- _Excerpt to read_:
<<<<

TL;DR
- Lion (EvoLved Sign Momentum) — Chen et al., 2023 (arXiv:2302.06675) — was found by an evolutionary search over symbolic optimiser programs and uses only the sign of an EMA of gradients.
- It tracks one EMA (the first moment) instead of two, halving optimiser-state memory compared to AdamW.
- Lion converges competitively with AdamW on Transformer pretraining, ViT, diffusion, and contrastive learning, often at slightly lower learning rates (3-10× smaller).
- It has not replaced AdamW for frontier LLM pretraining but has seen real adoption for fine-tuning, vision and constrained-memory training.
The Algorithm in Six Lines#
Two moving averages of the gradient with different betas (β_1 ≈ 0.9 for the update, β_2 ≈ 0.99 for the next step's accumulator), but only one piece of state — the moving average m. The update direction is the sign of an interpolated gradient EMA. Step size is purely the learning rate, with no per-parameter scaling.
# Lion update — note the sign() and the single moment.
update = beta1 * m + (1 - beta1) * grad
param.add_(update.sign(), alpha=-lr)
param.mul_(1 - lr * weight_decay)
m.mul_(beta2).add_(grad, alpha=1 - beta2)Where Lion Came From#
Chen et al. used neural architecture search to evolve symbolic optimiser programs from a small set of operations (multiply, add, sign, EMA). After 8,000 iterations of mutation-and-evaluation across thousands of small training runs, Lion was the surviving champion.
The discovery is interesting because it produced an optimiser that no human had proposed but which nonetheless has clear connections to known ideas: sign descent (signSGD) for memory efficiency, Polyak momentum for smoothing, and decoupled weight decay (à la AdamW).
Memory Advantage#
AdamW stores m and v per parameter (FP32 typically) — 2× param count in optimiser state alone. Lion stores only m — 1× param count. For a 70B model in BF16, that is 280 GB versus 560 GB of optimiser state. The savings compound when sharded with ZeRO/FSDP.
The memory savings are particularly attractive for fine-tuning on memory-constrained hardware. QLoRA-style adapter training plus Lion fits larger models on a single GPU than the equivalent AdamW configuration.
Empirical Behaviour#
Across the original paper and reproductions:
- Image classification (ViT, CLIP, ConvNeXt) — Lion matches or beats AdamW at iso-step, with 3-10× smaller learning rate.
- Language model pretraining — Lion is competitive at small to medium scale (under 7B). At 70B+, results are mixed; some teams report it being slightly worse at iso-step, others report neutral.
- Diffusion model training — Lion is widely used; saves memory in image-generation pipelines where activations dominate.
- Reinforcement learning and contrastive pretraining — competitive or slightly better.
If you swap AdamW for Lion, divide the learning rate by 3-5 as your starting point. The sign-based update has a different effective scale.
Why It Has Not Displaced AdamW for Frontier LLMs#
Lion's competitive results are strongest at small-to-medium scale. At frontier scale (hundreds of billions of parameters, trillions of tokens), AdamW's per-parameter adaptive scaling appears to handle the diverse gradient landscape more robustly. The sign-only update discards magnitude information that matters when scales differ across layers.
There is also a risk-aversion effect: a frontier pretraining run costs tens of millions of dollars and a failed run from optimiser instability is unacceptable. AdamW has a decade of debugged failure modes; Lion does not.

>>>>

- _Parts of the exercise_:
1. From the Lion optimizer overview, return the passage starting with "If you swap" and going on through "differ across layers.".
2. According to the Lion optimizer overview, how many iterations of mutation-and-evaluation were run before Lion emerged as the surviving champion?

- _Data listing_:
<<<<

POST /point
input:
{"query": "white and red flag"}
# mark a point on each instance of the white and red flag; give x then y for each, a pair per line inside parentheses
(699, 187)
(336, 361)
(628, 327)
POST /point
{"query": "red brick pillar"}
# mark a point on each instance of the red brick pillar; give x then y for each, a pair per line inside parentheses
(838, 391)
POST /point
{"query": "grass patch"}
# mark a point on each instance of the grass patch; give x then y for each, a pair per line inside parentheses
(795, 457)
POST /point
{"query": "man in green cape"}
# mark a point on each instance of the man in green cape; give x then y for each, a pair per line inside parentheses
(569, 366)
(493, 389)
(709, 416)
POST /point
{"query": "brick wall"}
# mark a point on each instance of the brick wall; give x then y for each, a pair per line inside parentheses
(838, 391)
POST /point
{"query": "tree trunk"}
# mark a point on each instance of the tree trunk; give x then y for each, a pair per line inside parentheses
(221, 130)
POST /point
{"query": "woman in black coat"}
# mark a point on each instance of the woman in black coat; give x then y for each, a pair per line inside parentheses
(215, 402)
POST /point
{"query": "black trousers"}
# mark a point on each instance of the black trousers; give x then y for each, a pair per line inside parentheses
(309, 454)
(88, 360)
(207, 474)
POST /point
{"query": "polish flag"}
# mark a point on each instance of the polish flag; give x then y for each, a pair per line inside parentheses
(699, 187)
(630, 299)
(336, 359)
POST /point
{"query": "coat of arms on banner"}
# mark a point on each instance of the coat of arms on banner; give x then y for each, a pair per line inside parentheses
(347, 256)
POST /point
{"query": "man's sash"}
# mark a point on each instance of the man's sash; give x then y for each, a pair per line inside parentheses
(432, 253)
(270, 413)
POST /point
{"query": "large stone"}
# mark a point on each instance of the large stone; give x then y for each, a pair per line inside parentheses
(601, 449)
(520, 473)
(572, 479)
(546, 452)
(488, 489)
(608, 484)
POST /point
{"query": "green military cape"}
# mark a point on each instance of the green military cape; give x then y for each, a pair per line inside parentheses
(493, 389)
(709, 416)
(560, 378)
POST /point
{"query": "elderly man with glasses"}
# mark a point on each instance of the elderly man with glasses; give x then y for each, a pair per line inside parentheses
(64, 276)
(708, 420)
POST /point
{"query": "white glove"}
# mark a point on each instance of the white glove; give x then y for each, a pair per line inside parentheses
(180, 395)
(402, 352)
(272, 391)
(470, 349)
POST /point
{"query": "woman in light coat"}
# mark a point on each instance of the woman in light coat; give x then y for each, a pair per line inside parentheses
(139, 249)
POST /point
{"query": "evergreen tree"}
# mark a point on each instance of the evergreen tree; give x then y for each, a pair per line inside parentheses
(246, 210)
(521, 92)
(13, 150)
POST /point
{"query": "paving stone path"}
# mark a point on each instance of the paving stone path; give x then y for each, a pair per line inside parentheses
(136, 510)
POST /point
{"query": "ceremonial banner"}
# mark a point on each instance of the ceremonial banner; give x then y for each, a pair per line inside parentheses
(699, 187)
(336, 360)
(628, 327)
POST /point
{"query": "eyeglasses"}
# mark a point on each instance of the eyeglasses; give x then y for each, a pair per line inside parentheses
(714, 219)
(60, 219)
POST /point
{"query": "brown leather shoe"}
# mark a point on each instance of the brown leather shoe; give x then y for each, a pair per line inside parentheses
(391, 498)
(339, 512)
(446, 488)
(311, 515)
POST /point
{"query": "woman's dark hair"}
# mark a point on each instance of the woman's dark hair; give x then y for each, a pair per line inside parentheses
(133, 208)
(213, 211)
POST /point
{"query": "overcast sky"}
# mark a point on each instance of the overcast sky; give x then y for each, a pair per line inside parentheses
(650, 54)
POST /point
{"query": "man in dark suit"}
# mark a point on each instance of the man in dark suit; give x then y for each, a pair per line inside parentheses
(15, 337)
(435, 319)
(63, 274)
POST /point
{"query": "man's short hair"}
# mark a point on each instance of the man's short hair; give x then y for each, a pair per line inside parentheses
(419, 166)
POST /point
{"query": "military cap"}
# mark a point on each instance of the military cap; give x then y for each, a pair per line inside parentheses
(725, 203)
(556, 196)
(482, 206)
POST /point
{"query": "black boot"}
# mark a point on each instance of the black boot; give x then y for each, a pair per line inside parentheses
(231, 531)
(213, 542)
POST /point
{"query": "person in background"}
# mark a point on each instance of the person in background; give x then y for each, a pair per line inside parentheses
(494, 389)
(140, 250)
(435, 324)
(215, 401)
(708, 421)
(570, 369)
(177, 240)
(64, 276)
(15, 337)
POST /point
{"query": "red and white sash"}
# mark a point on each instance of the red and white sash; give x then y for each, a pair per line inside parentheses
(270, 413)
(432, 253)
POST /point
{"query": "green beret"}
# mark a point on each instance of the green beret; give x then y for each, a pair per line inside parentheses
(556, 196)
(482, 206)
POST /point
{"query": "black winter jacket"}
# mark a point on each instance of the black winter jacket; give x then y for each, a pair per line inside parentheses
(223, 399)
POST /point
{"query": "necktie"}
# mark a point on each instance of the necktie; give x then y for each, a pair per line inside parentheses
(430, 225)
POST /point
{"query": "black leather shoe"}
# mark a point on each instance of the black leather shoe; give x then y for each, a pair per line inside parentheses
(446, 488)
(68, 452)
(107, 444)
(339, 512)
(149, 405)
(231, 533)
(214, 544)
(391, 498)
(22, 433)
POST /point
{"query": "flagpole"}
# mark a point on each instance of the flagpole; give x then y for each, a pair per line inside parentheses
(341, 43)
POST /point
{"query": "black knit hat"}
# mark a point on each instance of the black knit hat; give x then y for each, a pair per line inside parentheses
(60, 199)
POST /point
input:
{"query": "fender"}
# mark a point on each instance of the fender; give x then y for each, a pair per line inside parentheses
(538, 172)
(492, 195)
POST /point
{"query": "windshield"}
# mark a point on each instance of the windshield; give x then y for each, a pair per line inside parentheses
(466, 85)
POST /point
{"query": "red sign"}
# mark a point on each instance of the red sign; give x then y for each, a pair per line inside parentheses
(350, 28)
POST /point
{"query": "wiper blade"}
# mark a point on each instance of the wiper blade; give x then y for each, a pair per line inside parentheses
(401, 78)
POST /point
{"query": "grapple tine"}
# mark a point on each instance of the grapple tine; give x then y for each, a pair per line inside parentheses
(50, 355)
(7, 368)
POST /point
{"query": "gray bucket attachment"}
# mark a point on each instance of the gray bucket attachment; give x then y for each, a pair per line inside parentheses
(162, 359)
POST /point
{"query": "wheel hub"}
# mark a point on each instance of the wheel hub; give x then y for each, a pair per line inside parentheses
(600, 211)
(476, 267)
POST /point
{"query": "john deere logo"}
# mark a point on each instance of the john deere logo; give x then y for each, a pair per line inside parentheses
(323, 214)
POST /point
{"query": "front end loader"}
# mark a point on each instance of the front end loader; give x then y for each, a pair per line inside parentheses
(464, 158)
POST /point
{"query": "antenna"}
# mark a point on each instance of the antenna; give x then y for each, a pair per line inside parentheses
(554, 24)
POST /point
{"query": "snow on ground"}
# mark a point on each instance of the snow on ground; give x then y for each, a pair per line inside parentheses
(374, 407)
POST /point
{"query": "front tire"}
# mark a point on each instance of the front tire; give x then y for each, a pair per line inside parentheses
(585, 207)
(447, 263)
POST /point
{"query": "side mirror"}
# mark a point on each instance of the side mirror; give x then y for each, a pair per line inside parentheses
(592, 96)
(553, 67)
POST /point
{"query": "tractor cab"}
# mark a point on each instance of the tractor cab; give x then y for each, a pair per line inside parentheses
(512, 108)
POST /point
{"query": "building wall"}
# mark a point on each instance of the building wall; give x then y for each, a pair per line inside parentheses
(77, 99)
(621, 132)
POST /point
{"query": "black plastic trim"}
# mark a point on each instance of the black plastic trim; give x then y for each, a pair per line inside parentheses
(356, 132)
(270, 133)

>>>>
<<<<

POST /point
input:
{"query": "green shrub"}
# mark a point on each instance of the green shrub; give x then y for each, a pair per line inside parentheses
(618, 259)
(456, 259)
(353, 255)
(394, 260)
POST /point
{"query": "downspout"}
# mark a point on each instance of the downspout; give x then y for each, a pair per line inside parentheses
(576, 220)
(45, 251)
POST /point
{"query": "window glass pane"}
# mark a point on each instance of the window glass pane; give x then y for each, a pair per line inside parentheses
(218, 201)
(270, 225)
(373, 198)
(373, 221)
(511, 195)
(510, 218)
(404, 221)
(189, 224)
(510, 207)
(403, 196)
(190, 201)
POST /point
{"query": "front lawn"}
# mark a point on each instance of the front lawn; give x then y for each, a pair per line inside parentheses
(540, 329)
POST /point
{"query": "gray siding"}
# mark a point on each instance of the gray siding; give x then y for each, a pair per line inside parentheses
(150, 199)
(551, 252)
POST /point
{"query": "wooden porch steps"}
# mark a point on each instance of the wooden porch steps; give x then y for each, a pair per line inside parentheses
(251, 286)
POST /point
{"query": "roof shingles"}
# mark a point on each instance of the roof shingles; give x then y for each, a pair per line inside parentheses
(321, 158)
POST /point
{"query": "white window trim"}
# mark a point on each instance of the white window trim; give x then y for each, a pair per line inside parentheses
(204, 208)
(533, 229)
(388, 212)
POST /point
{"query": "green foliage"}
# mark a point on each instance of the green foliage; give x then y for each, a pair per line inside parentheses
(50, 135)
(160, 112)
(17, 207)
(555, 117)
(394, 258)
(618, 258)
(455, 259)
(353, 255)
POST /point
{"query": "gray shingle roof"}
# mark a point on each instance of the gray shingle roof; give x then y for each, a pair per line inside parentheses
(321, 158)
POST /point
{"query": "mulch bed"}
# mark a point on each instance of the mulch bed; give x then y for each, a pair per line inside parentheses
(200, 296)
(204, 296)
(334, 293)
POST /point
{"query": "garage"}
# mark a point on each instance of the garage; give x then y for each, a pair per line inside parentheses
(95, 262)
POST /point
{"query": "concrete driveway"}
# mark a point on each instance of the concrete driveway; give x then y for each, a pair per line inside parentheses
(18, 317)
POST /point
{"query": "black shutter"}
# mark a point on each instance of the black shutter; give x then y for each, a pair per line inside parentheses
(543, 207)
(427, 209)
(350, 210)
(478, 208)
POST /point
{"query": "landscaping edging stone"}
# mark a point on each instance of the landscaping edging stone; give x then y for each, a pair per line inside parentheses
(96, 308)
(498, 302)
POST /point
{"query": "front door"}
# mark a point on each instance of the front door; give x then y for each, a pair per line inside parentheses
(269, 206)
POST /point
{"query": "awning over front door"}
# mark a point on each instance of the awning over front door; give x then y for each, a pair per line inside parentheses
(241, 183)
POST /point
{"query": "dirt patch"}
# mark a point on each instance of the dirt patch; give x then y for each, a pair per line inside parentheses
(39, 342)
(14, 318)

>>>>
<<<<

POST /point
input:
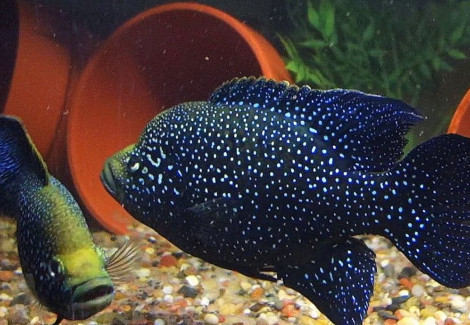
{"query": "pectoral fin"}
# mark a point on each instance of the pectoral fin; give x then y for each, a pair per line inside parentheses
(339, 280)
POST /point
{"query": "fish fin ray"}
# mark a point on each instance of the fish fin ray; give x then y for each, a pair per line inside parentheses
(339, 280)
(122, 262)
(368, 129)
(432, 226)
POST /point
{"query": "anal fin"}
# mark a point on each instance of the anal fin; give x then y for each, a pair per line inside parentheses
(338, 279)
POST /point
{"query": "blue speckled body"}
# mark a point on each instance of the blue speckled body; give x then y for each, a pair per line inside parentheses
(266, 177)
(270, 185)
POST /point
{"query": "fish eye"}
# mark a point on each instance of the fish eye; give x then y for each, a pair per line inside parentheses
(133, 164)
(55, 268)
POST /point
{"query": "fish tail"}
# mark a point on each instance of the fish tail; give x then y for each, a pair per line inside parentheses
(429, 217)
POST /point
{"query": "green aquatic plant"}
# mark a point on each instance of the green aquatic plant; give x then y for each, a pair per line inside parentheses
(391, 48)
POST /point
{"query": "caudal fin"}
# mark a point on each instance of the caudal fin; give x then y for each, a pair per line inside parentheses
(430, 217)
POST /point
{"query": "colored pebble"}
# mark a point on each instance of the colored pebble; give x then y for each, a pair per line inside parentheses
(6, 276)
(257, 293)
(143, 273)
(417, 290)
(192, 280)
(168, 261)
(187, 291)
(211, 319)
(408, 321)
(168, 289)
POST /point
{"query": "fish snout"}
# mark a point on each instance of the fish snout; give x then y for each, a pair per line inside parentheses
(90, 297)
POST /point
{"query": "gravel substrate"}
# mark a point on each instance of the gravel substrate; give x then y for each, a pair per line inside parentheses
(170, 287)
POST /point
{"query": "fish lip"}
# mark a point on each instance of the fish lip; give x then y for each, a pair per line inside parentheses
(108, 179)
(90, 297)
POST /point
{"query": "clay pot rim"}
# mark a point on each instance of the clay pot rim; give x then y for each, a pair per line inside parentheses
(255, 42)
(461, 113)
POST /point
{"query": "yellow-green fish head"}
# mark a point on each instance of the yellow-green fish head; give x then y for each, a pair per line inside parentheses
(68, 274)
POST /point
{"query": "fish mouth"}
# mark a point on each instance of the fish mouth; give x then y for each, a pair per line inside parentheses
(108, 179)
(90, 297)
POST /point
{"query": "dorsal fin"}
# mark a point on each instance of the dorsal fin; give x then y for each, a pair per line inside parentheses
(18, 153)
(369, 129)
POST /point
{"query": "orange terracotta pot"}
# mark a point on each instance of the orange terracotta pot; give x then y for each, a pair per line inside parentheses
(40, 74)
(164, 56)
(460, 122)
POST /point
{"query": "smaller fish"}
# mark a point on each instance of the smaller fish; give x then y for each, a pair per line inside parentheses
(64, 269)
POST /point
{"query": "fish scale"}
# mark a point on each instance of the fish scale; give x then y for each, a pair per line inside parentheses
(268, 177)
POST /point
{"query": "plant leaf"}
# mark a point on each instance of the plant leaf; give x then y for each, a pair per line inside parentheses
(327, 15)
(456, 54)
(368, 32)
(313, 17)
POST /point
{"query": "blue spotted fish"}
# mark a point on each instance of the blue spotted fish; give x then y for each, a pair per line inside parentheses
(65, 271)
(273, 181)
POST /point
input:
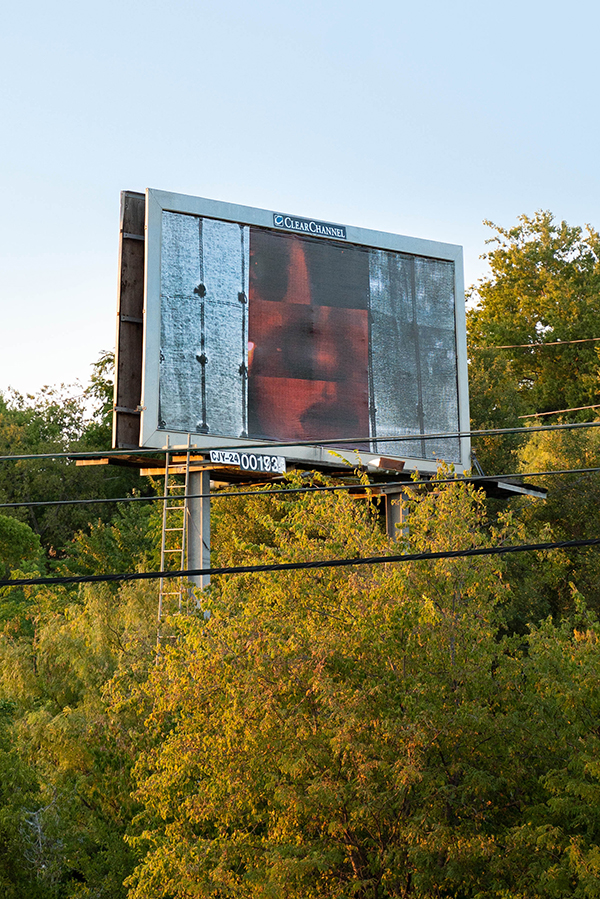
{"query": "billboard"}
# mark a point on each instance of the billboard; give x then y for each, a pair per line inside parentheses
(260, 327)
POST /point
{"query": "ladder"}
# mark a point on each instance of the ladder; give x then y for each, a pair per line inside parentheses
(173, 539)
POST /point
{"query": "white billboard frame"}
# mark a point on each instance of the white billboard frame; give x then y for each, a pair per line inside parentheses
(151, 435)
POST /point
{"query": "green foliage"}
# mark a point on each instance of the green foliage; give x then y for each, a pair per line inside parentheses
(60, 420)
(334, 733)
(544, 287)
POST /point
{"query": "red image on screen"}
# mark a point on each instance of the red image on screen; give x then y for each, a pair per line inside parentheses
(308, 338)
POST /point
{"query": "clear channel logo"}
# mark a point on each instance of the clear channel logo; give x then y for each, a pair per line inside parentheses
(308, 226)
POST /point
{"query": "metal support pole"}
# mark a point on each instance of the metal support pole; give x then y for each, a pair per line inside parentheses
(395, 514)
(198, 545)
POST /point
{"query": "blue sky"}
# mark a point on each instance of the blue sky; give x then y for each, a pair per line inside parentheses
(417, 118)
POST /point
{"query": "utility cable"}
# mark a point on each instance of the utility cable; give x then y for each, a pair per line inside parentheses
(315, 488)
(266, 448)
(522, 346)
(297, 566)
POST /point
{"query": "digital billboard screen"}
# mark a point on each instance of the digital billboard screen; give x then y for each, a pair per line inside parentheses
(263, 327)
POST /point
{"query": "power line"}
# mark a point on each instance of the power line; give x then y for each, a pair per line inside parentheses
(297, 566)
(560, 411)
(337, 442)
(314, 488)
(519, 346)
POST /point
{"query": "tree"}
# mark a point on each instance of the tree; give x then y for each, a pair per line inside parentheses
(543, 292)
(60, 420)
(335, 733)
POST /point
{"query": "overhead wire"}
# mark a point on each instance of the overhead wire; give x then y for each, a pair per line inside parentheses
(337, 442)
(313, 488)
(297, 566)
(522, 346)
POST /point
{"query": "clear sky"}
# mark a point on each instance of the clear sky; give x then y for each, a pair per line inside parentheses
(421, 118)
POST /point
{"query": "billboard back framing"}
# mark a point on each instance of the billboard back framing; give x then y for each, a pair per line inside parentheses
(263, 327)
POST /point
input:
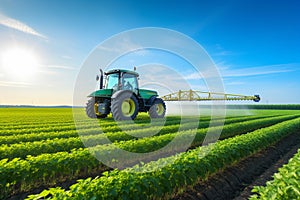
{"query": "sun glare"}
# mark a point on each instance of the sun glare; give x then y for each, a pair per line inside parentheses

>>>>

- _Problem solutions_:
1.
If you swap AdamW for Lion, divide the learning rate by 3-5 as your starting point. The sign-based update has a different effective scale.
Why It Has Not Displaced AdamW for Frontier LLMs#
Lion's competitive results are strongest at small-to-medium scale. At frontier scale (hundreds of billions of parameters, trillions of tokens), AdamW's per-parameter adaptive scaling appears to handle the diverse gradient landscape more robustly. The sign-only update discards magnitude information that matters when scales differ across layers.

2. 8,000 iterations.